=== Selected text ===

-*-*-

Gilbert (PS5B4) [125] Well Tommy used to slaughter all his cattle and er ... you see my father-in-law's bakehouse and his slaughter house were next to one another an open yard at the back of the shops and er
Joyce (PS5B3) [126] How did the cattle arrive?
Gilbert (PS5B4) [127] Oh driven up from the station from the, from the goods yard oh yes.
Joyce (PS5B3) [128] Was that in Street Walsall or [...] ?
Gilbert (PS5B4) [129] Yes a long street or somewhere around there, and yes I mean many oh many a time I've, you'd see ca ... every Wednesday night you'd see the cattle being driven up.
Joyce (PS5B3) [130] Always the same night was it?
Gilbert (PS5B4) [131] Yeah, and one got stuck in the, there was an entry between my father-in-law's shop and the next one and one of these cattle ran down the entry and got stuck in the entry, you know it was only narrow and the they had to shoot it, but er oh yes it was a, that was a thing you never hear of today and you never hear of people putting tannin down when people are ill do you?
[132] You see Walsall being a leather town there was a lot of this er bark tannin as went and when anyone who was ill so they wouldn't hear the noises of the horse driven vehicles going by they used to, for about fifty yards each side of the house they used to put this stuff in the road to deaden the sound.
Joyce (PS5B3) [133] Do you recall this being done?
Gilbert (PS5B4) [134] Oh yes.
Joyce (PS5B3) [135] And what, where did this happen that you remember?
Gilbert (PS5B4) [136] Oh I've known it happen all over Caldmore.
Joyce (PS5B3) [137] So it was a regular happening?
Gilbert (PS5B4) [138] Oh yes they put this, this tannin down ... [...] it was like a bark I don't know what it was cos I'm not in the leather trade, I, I don't know much about it except that it was some by-product from the ... of the er tanning process, and they used to put this stuff down when people were ill.
Joyce (PS5B3) [139] So with you mentioning leather then it leads me onto another question erm was there much done in the way of leather work in the Caldmore area?
Gilbert (PS5B4) [140] Oh rather yes, out-work, people used ... during the First World War there were no end of people were sort of er especially if they'd had a bit of experience in the leather industry like harness and saddlery and that sort of thing, especially the harness and er other work attached to leather cavalry and er revolver holsters and that sort of thing, they'd do them at home you know oh yes there was er now Walsall's divided isn't it?
[141] It's got leather and, and iron and steel, now you come onto the Road and you wouldn't think there a leather factory about would you?
[142] Because from top to bottom it was all connected with iron and steel the whole lot all the way down.
[143] You go from er Hopeworths, Mason and Burnhams, John , Gill and Russells, Walker Brothers it was er a terribly industrial, well you could fi Road used to be all granite sets in the road, there wasn't the, because there was so much traffic went up and down ... er it was all made of granite sets when I, when I was a kid, but my, shall I tell you what I used to do when I was a kid for my Saturday morning?

-*-*-

=== Given records ===
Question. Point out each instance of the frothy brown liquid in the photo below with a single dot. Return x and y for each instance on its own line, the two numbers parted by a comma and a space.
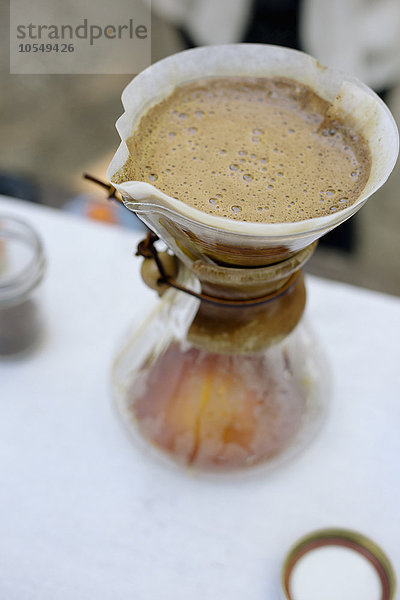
251, 149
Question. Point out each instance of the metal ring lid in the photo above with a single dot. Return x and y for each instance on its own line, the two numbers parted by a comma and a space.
337, 563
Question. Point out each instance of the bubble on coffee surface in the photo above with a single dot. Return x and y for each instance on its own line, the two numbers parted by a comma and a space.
264, 142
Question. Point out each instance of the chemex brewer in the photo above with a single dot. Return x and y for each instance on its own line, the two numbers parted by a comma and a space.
239, 158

-*-*-

=== Goals ===
• a. Decide whether each statement agrees with the Caldmore interview, answering yes or no and quoting the words from it that decide the matter: (i) the cattle were driven up every Wednesday night; (ii) Gilbert worked in the leather trade; (iii) the tannin was put in the road for about a hundred yards on each side of the house.
• b. Resume the Caldmore interview, picking up right after its last line.
The material above stands apart from the Caldmore interview.

=== Answers given ===
• a.
(i) Yes: "every Wednesday night you'd see the cattle being driven up."
(ii) No: "cos I'm not in the leather trade"
(iii) No: "for about fifty yards each side of the house"

• b.
[144] Well first of all I'd go down Street and up Street West and up to the top of Street and there was some puddling furnaces, the new side iron works and I'd watch those men they'd produce wrought iron and during the process the metal boils up and I'd have to get a big rubbling bar and rubble they'd call rubble into a ball, there's a little wagon put underneath the [...] put under the wagon and off he goes to the steam hammer, now I used to be fascinated with this and Saturday after Saturday I used to go up there and watch one of the heats and as soon as they'd finished doing they used to go into the Forge and Hammer for a drink, I mean it was such hard work so they'd do a heat go up the Forge and Iron and come back and then do another heat when I'd
Unknown speaker (K63PSUNK) [...]
Joyce (PS5B3) [145] How long would it take to do a heat?
Gilbert (PS5B4) [146] Oh ... I should think it would be the best part of an hour ... and er ... then I'd go along Street down into Walker Brothers call in my father's office.
[147] Can I go in the rolling mills?
[148] I used to go into the rolling mills and watch them rolling steel sheets and over about half an hour there, this was Saturday after Saturday after Saturday I used to do this.
[149] I'd come along Road and up Lane into Street to a shop that had got rabbits in the window.
[150] I used to walk along there to see these rabbits I think the name was and they, it was a barber's shop that had got these sold all sorts of pet things and that I used to, then I used to come home that was my Saturday morning, but I always used to go in up to the news line.
[151] Now the funny thing about it, when I took metallurgy I got, I, I got all this process I knew all about it you know, and er I had it the theory explained to me then, but er I was in the Bell one day about twenty years ago and an old boy came in and I started talking to him and ... he says, I bet you don't know what I am?
[152] I said no I don't, he said well what I was anyway he said I'm retired now.
[153] He says you'll never guess.
[154] I said well what was it?
[155] He says I was a puddler.
[156] I said, were you?
[157] He said you don't know what that was, that is do you?
[158] I said I do a bit, so er he said, well do you know anything about it?
[159] I said a bit, and I never let him know, I thought I'll wait a little bit until he go so he says to me, he says I bet you don't know why they put the damper in just before they'd put the, bring the ball out do you?
[160] I said yes I do, he says you know?
[161] I said course I know I said to put some of the carbons from the smoke back into the, into the er wrought iron, he says how did you find that out?
[162] And I told him that er [laugh] all about it, but I said do they make, do they do this puddling these days, he says yes at West Bromwich they still do it, but er they used to do it up on
Joyce (PS5B3) [163] Do you recall what they used to wear?
Gilbert (PS5B4) [164] Moleskin trousers.
Joyce (PS5B3) [165] Were there any protective gear of any kind?
Gilbert (PS5B4) [166] No no just the [...] used to wear like a, a pork pie hat.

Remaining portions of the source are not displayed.